* _Page excerpt_
+++

Conventional loan rates can be a bargain
Conventional loans are the foundation of the mortgage system.
Often the least expensive mortgage option to finance or refinance, conventional loans are attractive, simple, and available everywhere.
They’re also very flexible. With a conventional loan, you can lower your interest rate by having a high credit score or a bigger down payment.
By shopping around, many borrowers can find conventional loan rates today that are at or near all–time lows.
In this article (Skip to...)
- Today’s conventional loan interest rates
- How to compare conventional mortgage rates
- Conventional loan rates vs FHA
- What’s the advantage of a conventional loan?
- How does a conventional loan work?
- What are the pros and cons of a conventional loan?
- How much down payment do I need?
- Is it hard to get a conventional loan?
- Why do sellers prefer conventional financing?
- Are conventional mortgage rates going down in 2020?

+++

* _Records_
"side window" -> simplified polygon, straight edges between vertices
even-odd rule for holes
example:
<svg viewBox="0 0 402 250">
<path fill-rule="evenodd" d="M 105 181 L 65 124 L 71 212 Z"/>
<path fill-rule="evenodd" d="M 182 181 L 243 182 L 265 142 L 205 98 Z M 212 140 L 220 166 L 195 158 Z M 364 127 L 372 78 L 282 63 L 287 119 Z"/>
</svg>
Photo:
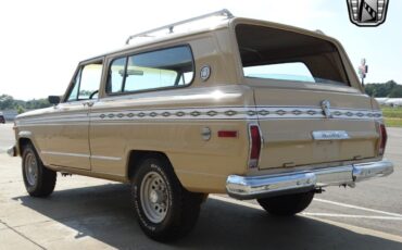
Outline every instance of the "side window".
<svg viewBox="0 0 402 250">
<path fill-rule="evenodd" d="M 125 64 L 126 66 L 123 67 L 122 65 Z M 121 70 L 117 68 L 124 68 L 124 74 L 121 74 Z M 185 46 L 175 47 L 113 61 L 106 91 L 133 92 L 185 86 L 190 84 L 192 78 L 191 50 Z"/>
<path fill-rule="evenodd" d="M 102 76 L 102 62 L 83 66 L 74 80 L 67 101 L 87 100 L 99 90 Z"/>
<path fill-rule="evenodd" d="M 116 59 L 112 62 L 109 78 L 108 78 L 108 92 L 120 92 L 123 89 L 124 73 L 126 70 L 126 58 Z"/>
</svg>

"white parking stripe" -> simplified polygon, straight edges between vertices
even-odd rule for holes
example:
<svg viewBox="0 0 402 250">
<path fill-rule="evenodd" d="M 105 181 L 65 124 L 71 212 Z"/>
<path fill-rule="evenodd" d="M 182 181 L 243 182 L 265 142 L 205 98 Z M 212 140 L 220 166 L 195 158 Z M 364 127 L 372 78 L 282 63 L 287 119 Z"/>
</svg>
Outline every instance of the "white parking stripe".
<svg viewBox="0 0 402 250">
<path fill-rule="evenodd" d="M 221 201 L 225 201 L 225 202 L 233 203 L 233 204 L 239 204 L 239 205 L 251 208 L 251 209 L 264 210 L 263 208 L 261 208 L 257 204 L 252 204 L 252 203 L 249 203 L 249 202 L 239 201 L 239 200 L 235 200 L 235 199 L 231 199 L 231 198 L 226 198 L 226 197 L 215 196 L 215 195 L 210 195 L 209 197 L 214 199 L 214 200 L 221 200 Z"/>
<path fill-rule="evenodd" d="M 373 216 L 373 215 L 353 215 L 353 214 L 338 214 L 338 213 L 309 213 L 309 212 L 302 212 L 301 214 L 307 215 L 307 216 L 323 216 L 323 217 L 351 217 L 351 218 L 402 221 L 402 217 L 395 217 L 395 216 Z"/>
<path fill-rule="evenodd" d="M 381 210 L 367 209 L 367 208 L 363 208 L 363 207 L 359 207 L 359 205 L 346 204 L 346 203 L 330 201 L 330 200 L 323 200 L 323 199 L 314 198 L 314 201 L 318 201 L 318 202 L 323 202 L 323 203 L 327 203 L 327 204 L 335 204 L 335 205 L 349 208 L 349 209 L 357 209 L 357 210 L 373 212 L 373 213 L 380 213 L 380 214 L 386 214 L 386 215 L 390 215 L 390 216 L 402 217 L 402 214 L 399 214 L 399 213 L 390 213 L 390 212 L 386 212 L 386 211 L 381 211 Z"/>
<path fill-rule="evenodd" d="M 251 209 L 263 210 L 257 204 L 252 204 L 252 203 L 244 202 L 244 201 L 239 201 L 239 200 L 235 200 L 235 199 L 230 199 L 230 198 L 226 198 L 226 197 L 221 197 L 221 196 L 215 196 L 215 195 L 210 195 L 209 197 L 214 199 L 214 200 L 219 200 L 219 201 L 224 201 L 224 202 L 227 202 L 227 203 L 238 204 L 238 205 L 242 205 L 242 207 L 247 207 L 247 208 L 251 208 Z M 301 214 L 301 215 L 305 216 L 305 217 L 309 217 L 309 218 L 312 218 L 312 220 L 315 220 L 315 221 L 318 221 L 318 222 L 329 224 L 329 225 L 342 227 L 342 228 L 349 229 L 351 232 L 355 232 L 355 233 L 361 234 L 361 235 L 372 235 L 372 236 L 375 236 L 375 237 L 381 237 L 384 239 L 402 242 L 402 237 L 401 236 L 391 235 L 391 234 L 388 234 L 388 233 L 385 233 L 385 232 L 379 232 L 379 230 L 374 230 L 374 229 L 369 229 L 369 228 L 359 227 L 359 226 L 344 224 L 344 223 L 340 223 L 340 222 L 328 221 L 328 220 L 325 220 L 325 218 L 322 218 L 322 217 L 309 216 L 309 215 L 303 215 L 303 214 Z"/>
</svg>

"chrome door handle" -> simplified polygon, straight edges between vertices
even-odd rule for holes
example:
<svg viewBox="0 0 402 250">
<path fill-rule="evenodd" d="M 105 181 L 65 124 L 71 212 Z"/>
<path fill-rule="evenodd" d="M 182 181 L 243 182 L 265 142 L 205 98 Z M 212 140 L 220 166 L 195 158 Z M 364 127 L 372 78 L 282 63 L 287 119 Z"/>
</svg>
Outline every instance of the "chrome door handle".
<svg viewBox="0 0 402 250">
<path fill-rule="evenodd" d="M 93 103 L 95 103 L 93 101 L 86 101 L 86 102 L 83 102 L 83 105 L 92 107 Z"/>
</svg>

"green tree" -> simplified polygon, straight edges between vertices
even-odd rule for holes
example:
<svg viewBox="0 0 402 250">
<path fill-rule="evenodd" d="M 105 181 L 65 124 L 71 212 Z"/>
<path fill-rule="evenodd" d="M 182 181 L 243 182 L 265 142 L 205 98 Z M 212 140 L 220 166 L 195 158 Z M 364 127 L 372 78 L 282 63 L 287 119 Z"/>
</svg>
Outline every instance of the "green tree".
<svg viewBox="0 0 402 250">
<path fill-rule="evenodd" d="M 395 88 L 393 88 L 389 97 L 390 98 L 402 98 L 402 86 L 399 85 Z"/>
<path fill-rule="evenodd" d="M 0 110 L 9 110 L 14 108 L 14 98 L 9 95 L 0 96 Z"/>
<path fill-rule="evenodd" d="M 22 108 L 21 105 L 17 105 L 17 107 L 16 107 L 16 112 L 17 112 L 18 114 L 22 114 L 22 113 L 24 113 L 24 112 L 25 112 L 25 109 L 24 109 L 24 108 Z"/>
</svg>

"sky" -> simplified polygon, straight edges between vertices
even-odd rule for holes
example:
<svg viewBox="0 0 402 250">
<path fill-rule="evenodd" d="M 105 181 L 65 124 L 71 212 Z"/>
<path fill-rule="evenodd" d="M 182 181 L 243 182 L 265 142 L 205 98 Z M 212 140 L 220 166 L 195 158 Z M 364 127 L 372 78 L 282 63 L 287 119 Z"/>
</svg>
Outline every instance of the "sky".
<svg viewBox="0 0 402 250">
<path fill-rule="evenodd" d="M 63 95 L 79 61 L 124 47 L 129 35 L 221 9 L 337 38 L 366 83 L 402 84 L 402 1 L 379 27 L 350 23 L 346 0 L 12 0 L 0 2 L 0 95 Z"/>
</svg>

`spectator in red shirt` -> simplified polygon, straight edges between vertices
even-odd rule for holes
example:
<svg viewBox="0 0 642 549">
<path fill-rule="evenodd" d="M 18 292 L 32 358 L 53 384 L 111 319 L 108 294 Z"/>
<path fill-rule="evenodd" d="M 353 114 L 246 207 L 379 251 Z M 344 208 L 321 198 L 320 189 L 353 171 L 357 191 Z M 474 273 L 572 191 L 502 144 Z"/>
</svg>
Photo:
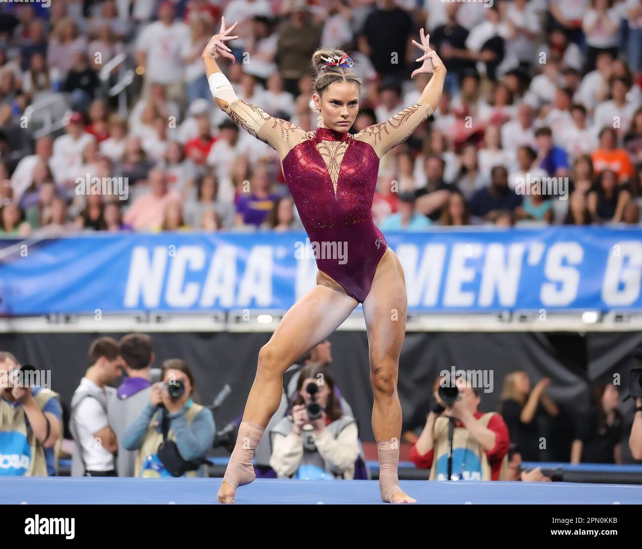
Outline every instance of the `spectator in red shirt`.
<svg viewBox="0 0 642 549">
<path fill-rule="evenodd" d="M 185 155 L 197 166 L 202 166 L 205 163 L 216 137 L 212 135 L 212 126 L 207 112 L 195 114 L 194 118 L 196 121 L 198 135 L 185 144 Z"/>
<path fill-rule="evenodd" d="M 444 380 L 447 378 L 442 378 Z M 426 425 L 419 438 L 410 450 L 410 460 L 420 469 L 433 467 L 430 480 L 446 480 L 448 440 L 448 419 L 455 419 L 453 436 L 453 478 L 464 480 L 505 480 L 508 475 L 506 455 L 508 451 L 508 429 L 499 414 L 479 411 L 478 390 L 458 375 L 456 386 L 459 390 L 457 399 L 450 408 L 444 405 L 438 391 L 435 398 L 441 407 L 433 408 L 428 415 Z M 490 474 L 488 469 L 490 469 Z"/>
</svg>

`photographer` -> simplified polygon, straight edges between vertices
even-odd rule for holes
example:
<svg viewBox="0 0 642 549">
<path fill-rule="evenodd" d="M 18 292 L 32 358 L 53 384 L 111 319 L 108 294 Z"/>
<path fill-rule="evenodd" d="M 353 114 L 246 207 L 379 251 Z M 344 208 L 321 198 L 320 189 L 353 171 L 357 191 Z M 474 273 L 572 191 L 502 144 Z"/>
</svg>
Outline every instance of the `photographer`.
<svg viewBox="0 0 642 549">
<path fill-rule="evenodd" d="M 2 474 L 54 476 L 60 449 L 58 442 L 62 442 L 62 409 L 58 396 L 37 386 L 19 387 L 22 384 L 14 383 L 13 374 L 19 367 L 13 354 L 0 351 Z"/>
<path fill-rule="evenodd" d="M 519 446 L 525 461 L 544 461 L 539 448 L 540 439 L 546 433 L 543 429 L 546 420 L 559 413 L 557 405 L 546 393 L 550 383 L 550 378 L 544 378 L 531 390 L 530 379 L 523 370 L 512 372 L 504 378 L 499 412 L 508 427 L 510 440 Z"/>
<path fill-rule="evenodd" d="M 441 387 L 449 387 L 445 377 Z M 508 475 L 508 430 L 499 414 L 481 412 L 476 388 L 457 377 L 456 399 L 449 407 L 435 391 L 437 406 L 428 414 L 424 430 L 410 450 L 410 460 L 430 468 L 430 480 L 446 480 L 449 418 L 455 420 L 453 436 L 452 478 L 504 480 Z"/>
<path fill-rule="evenodd" d="M 119 344 L 127 375 L 107 402 L 107 416 L 119 442 L 116 457 L 118 476 L 134 476 L 136 453 L 123 446 L 123 433 L 150 400 L 154 353 L 152 338 L 146 334 L 128 334 L 121 338 Z"/>
<path fill-rule="evenodd" d="M 118 442 L 109 425 L 107 401 L 116 392 L 110 387 L 121 375 L 118 342 L 95 340 L 89 347 L 85 376 L 71 398 L 69 429 L 76 442 L 72 476 L 116 476 Z"/>
<path fill-rule="evenodd" d="M 270 465 L 279 478 L 354 478 L 358 428 L 354 418 L 342 414 L 334 387 L 323 365 L 300 370 L 292 415 L 270 431 Z"/>
<path fill-rule="evenodd" d="M 216 432 L 212 413 L 194 402 L 194 377 L 184 360 L 166 360 L 161 379 L 123 435 L 125 448 L 138 450 L 134 476 L 207 476 L 204 462 Z"/>
<path fill-rule="evenodd" d="M 521 453 L 517 444 L 508 446 L 508 478 L 507 480 L 523 480 L 524 482 L 550 482 L 553 479 L 536 467 L 534 469 L 521 470 Z"/>
<path fill-rule="evenodd" d="M 642 460 L 642 398 L 636 399 L 636 415 L 629 439 L 629 447 L 634 459 Z"/>
</svg>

+++

* _Exercise set_
A. Answer these about the conventional loan page:
(i) With a conventional loan, what two things can lower your interest rate?
(ii) Which loan type do conventional loan rates get compared against in the "In this article" list?
(iii) Which year appears in the question about mortgage rates going down?
B. Which entries in the "In this article" list of the conventional loan page are phrased as questions? List them all.
C. Print part of the conventional loan page: begin at the words "In this article" and stop after "down in 2020?".
Base every answer on the conventional loan page alone, not on the data.

* _Results of the exercise_
A.
(i) Having a high credit score or a bigger down payment
(ii) FHA
(iii) 2020

B.
- What's the advantage of a conventional loan?
- How does a conventional loan work?
- What are the pros and cons of a conventional loan?
- How much down payment do I need?
- Is it hard to get a conventional loan?
- Why do sellers prefer conventional financing?
- Are conventional mortgage rates going down in 2020?

C.
In this article (Skip to...)
- Today’s conventional loan interest rates
- How to compare conventional mortgage rates
- Conventional loan rates vs FHA
- What’s the advantage of a conventional loan?
- How does a conventional loan work?
- What are the pros and cons of a conventional loan?
- How much down payment do I need?
- Is it hard to get a conventional loan?
- Why do sellers prefer conventional financing?
- Are conventional mortgage rates going down in 2020?